How to implement a Hash Table in C

M

Malcolm McLean

Flash Gordon said:
Malcolm McLean wrote, On 12/08/07 19:22:

So fix it and all the other reported bugs. You should also add a change
record to the book so that people know what you have fixed.


Perhaps he thought you should actually test the code in your book when you
are charging for it? Proper testing would have included filling the hash
table.


Actually, I would say it shows that your implementation makes it harder
for people to see how the algorithm works. A decent teaching
implementation of a hash would, IMHO, include the check rather than
relying on how another non-standard (although provided) function behaves.
I'm inclined to agree. You pass in a capacity, but it would be a lot clearer
if the function explicitly rejected attempts to fill the table beyond that
capacity.
 
B

Ben Bacarisse

Malcolm McLean said:
Yes, that is another bug.
fixedallocate should have an if(answer) before setting top to answer->next.
Why not say that instead of all that vague talk about catastrophic
behaviour when the hash table gets full?

I am sorry that my report was not clear. I am not reacting to this
topic rationally. I find the idea if charging money for a book of
this quality hard to accept, and my anger at that has affected the
clarity of my postings.
(The other bug complaint about the code getting stuck in a loop when
the table gets full is false. Which I don't mind, we can all make
mistakes, but at least admit that you are wrong. Otherwise people
wonder if you really understand hash tables at all.)

Yes, that was my mistake. I don't think it shows your design in a
good light, however. It helps to follow a design if one can think of
the pieces separately, and the correctness of your hash functions all
rely on the allocator failing at the right point. A change to the
code to replace the allocator would break it in a mysterious way.
This kind linkage between components is not desirable and it is
particularly odd to have used it in a teaching book.

Will you accept that readers should get a refund when they see the
code you present for implementing a queue as a circular buffer?
 
R

Richard Heathfield

Malcolm McLean said:
Which ds?
You can read all about hash tables in my book, Basic Algorithms. The
hash tables chapter is free.

Please don't do a navia on us, Malcolm. If your book is good enough,
other people here will recommend it when appropriate. And if it isn't
good enough, nobody here should be recommending it, least of all you.
 
R

Richard Heathfield

CBFalconer said:
I am not sure what your question is.

It seems pretty clear to me. But he needs to decide what language he's
writing in before he starts worrying about difficult stuff.
However, a complete, and
portable, hash table implementation under GPL

....does not answer the question, any more than "what's the best kind of
honey?" is answered by "here, have one of my honey sandwiches".
 
R

Richard Heathfield

Malcolm McLean said:

There are certain advantages in making the hash table length prime.

If you use quadratic probing as your collision avoidance mechanism, a
prime hash table length would seem to me to be essential, not just a
"certain advantage". If, on the other hand, you treat the hash table as
an array of collections of some kind, then I see no advantage at all to
the hash table length being prime.

Data for analysis
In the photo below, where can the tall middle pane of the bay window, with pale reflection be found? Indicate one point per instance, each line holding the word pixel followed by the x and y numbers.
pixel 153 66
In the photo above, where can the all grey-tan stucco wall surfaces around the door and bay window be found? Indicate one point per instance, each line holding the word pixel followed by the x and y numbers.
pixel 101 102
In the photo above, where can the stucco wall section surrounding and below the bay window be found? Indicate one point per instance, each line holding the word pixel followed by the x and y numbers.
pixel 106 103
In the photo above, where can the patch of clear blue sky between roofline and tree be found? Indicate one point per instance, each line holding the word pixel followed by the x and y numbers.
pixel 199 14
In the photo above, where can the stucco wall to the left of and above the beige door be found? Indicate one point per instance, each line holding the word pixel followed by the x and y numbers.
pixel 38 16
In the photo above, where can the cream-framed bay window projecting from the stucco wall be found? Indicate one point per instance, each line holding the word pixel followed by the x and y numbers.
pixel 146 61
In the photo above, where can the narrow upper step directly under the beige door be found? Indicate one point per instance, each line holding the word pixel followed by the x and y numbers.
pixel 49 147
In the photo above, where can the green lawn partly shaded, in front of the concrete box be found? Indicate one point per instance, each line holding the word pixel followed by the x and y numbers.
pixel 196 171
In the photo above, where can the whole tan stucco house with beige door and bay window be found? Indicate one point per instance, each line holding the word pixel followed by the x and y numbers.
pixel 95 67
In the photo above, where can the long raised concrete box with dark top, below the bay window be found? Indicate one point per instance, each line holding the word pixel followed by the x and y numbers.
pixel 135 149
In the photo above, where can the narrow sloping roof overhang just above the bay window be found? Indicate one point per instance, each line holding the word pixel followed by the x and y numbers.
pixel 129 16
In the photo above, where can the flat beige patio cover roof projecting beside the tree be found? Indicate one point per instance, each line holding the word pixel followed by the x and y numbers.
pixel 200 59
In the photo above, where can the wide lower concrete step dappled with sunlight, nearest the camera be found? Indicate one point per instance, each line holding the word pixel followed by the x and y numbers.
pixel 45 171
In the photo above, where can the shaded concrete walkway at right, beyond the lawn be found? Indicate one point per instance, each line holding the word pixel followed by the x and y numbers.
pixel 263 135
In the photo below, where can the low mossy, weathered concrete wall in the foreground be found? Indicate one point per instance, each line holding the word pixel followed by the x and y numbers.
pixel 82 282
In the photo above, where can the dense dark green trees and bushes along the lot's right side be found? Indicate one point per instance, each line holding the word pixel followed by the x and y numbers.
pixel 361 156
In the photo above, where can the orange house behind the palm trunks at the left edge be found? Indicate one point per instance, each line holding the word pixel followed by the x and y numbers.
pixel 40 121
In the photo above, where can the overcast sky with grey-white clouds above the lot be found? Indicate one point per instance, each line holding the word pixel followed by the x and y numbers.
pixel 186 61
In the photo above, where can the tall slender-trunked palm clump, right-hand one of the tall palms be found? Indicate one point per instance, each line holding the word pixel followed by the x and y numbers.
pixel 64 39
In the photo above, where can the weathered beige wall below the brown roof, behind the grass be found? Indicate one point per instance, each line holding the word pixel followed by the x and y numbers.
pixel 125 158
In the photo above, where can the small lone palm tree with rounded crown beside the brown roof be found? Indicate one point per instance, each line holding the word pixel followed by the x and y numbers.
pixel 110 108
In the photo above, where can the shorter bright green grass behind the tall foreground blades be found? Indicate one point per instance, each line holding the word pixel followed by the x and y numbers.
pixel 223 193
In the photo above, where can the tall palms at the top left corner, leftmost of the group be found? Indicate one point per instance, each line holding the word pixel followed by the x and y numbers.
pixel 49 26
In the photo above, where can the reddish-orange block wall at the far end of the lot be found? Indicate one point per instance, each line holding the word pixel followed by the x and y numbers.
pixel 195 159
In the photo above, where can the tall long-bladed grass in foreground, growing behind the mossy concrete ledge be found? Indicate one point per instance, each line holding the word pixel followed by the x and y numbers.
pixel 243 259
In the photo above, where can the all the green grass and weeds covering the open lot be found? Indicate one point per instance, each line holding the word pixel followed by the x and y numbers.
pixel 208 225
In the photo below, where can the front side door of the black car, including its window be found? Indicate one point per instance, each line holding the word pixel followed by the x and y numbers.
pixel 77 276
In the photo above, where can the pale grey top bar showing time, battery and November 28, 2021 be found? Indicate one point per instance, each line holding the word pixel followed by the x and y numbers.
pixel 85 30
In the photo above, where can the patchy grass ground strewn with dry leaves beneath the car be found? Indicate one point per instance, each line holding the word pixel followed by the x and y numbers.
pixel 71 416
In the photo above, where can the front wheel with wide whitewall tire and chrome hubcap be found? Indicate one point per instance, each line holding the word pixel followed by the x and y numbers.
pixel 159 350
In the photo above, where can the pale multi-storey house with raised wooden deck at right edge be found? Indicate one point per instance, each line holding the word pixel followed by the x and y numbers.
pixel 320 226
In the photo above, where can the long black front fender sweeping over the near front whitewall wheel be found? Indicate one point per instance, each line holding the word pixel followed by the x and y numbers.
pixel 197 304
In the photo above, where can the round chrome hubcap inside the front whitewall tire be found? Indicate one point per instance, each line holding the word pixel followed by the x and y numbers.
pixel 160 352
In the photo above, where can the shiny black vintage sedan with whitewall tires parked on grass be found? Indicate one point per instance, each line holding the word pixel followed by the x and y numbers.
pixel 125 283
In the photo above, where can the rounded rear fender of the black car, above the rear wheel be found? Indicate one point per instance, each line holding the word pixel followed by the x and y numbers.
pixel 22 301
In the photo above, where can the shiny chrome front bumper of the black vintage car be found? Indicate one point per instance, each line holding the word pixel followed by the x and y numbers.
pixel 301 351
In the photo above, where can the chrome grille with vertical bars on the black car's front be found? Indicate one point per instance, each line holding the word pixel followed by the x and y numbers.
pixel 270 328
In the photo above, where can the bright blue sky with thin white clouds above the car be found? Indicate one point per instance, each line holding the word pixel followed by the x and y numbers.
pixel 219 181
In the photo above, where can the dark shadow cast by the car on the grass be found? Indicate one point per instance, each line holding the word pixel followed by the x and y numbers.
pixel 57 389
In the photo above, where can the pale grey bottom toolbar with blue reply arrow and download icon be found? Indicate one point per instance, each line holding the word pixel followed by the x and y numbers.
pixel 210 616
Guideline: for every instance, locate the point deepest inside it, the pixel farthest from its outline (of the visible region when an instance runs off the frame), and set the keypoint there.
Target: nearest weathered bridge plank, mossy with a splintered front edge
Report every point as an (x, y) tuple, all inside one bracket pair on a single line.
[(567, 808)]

Work task A
For each statement below, state whether it agrees with the hash table thread, answering yes or no and quoting the words of the thread that decide it.
(i) The chapter on hash tables in Basic Algorithms is offered free.
(ii) A prime table length is called essential when the hash table is treated as an array of collections.
(iii) The complaint that the code gets stuck in a loop when the table gets full is described as valid.
Work task B
Continue the hash table thread from its final sentence.

Expected answer A
(i) Yes: "The hash tables chapter is free."
(ii) No: "If, on the other hand, you treat the hash table as an array of collections of some kind, then I see no advantage at all to the hash table length being prime."
(iii) No: "The other bug complaint about the code getting stuck in a loop when the table gets full is false."

Expected answer B
A book that covers hash tables ought, at the very least, to mention
quadratic probing, and demonstrate how it can get into a cycle with
composite hash table sizes.

For example, consider a hash table with ten elements, of which elements
0, 3, 4, 5, 8 and 9 are full (which leaves elements 1, 2, 6 and 7
empty, so the table is only 60% full).

Now try to add an element at index 4, using quadratic probing, and you
will find yourself trying elements 4, 5, 8, 3, 0, 9, 0, 3, 8, 5, 4, 5,
8, 3, 0, 9, 0, 3, 8, 5, 4, 5, ... ad nauseam.

Using a prime number guarantees that you won't get into this cycle
unless the table is actually full (which you can check separately, in
advance).

Primes aren't just an advantage for quadratic probing - they're
essential.
 
P

pete

Richard said:
CBFalconer said:


It seems pretty clear to me. But he needs to decide what language he's
writing in before he starts worrying about difficult stuff.

Does "ds" really mean "difficult stuff"?
 
R

Richard Heathfield

pete said:
Does "ds" really mean "difficult stuff"?

<grin> Pure coincidence, I'm afraid.

If he decides on C++, his answer is probably to be found in the STL. If
he chooses C, he'll just want to slap an array of objects together if
he's using linear or quadratic probing, or an array of collections
otherwise (where "collection" means something like a linked list, a
binary search tree, or maybe even another hash table).
 
F

Frodo Baggins

Malcolm McLean said:
As for the derefencing null pointer, that will happen if the
constructor fails, and return NULL. That is standard behaviour
throughout the book. If objects cannot be created, the constructing
function returns a null pointer to show they have failed.
I couldn't see another. The code has been tested, but only on two
systems (a UNIX mainframe and Windows) so that doesn't mean no errors
remain, and of course typographical errors do creep in in the process
of reformatting for print - I wish I had a tool to format source code
automatically but I don't. The normal thing when you an error such as
dereference of a null is to say "your code derererences a null" rather
than to talk airly about "catastropic behaviour" in an arrogant
manner.

I am sorry you do not like my tone. I have certainly got worked up
about this subject. Your fixed allocator has an error. The code
cannot return a null pointer without causing undefined behaviour.
Calm enough? You decide how seriously you categorise it.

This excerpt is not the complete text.